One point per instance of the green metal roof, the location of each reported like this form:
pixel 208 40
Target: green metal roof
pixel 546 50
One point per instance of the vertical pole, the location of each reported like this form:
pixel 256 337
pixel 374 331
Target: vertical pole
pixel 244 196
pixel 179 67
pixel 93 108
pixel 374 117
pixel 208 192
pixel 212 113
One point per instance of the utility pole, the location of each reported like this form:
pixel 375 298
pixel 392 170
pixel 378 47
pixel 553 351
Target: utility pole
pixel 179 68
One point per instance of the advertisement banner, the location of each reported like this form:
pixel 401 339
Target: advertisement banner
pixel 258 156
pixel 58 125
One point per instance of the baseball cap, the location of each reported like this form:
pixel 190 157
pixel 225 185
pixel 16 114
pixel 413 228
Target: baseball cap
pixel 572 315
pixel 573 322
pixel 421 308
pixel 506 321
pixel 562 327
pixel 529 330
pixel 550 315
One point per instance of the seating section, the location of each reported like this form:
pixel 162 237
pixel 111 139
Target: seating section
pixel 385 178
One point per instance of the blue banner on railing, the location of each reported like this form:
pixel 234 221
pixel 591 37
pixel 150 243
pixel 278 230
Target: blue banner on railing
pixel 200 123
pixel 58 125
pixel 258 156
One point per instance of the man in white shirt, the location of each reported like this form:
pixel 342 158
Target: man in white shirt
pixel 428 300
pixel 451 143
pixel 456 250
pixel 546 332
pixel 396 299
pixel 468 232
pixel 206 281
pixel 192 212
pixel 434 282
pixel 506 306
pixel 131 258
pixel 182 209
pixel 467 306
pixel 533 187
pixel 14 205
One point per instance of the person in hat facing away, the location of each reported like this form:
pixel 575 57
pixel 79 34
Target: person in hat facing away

────────────────

Beginning at the line that contains "One point per instance of the baseball", retype each line of the listing up to and including the last one, exactly as it stands, and nothing else.

One point per instance of the baseball cap, the location of each reported like this form:
pixel 190 157
pixel 225 185
pixel 16 114
pixel 413 228
Target: baseball cap
pixel 572 315
pixel 573 322
pixel 421 308
pixel 506 321
pixel 562 327
pixel 529 330
pixel 550 315
One point per instance of the seating section, the location of each reported like this form:
pixel 162 237
pixel 111 139
Target: seating section
pixel 385 178
One point per instance of the blue banner on railing, the location of each reported like this form:
pixel 234 221
pixel 591 37
pixel 150 243
pixel 278 230
Target: blue banner on railing
pixel 200 123
pixel 58 125
pixel 258 156
One point per instance of the man in white shirt, the location of each reported like this form:
pixel 342 158
Target: man in white shirt
pixel 428 300
pixel 451 143
pixel 456 250
pixel 546 332
pixel 396 299
pixel 468 232
pixel 206 281
pixel 192 212
pixel 434 282
pixel 506 306
pixel 131 258
pixel 182 209
pixel 467 306
pixel 533 187
pixel 14 205
One point per instance of the person in hat facing away, the location of each reported like this form:
pixel 575 57
pixel 79 34
Target: person in hat facing away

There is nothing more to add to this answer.